**Instructions to follow**
Reproduce the data below word for word.

Stored items from a collection:

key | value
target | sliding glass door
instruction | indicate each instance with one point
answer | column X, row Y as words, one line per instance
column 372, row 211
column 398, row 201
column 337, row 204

**Exercise solution**
key | value
target | sliding glass door
instruction | indicate each instance with one point
answer | column X, row Y as words, one line per instance
column 372, row 211
column 398, row 201
column 337, row 204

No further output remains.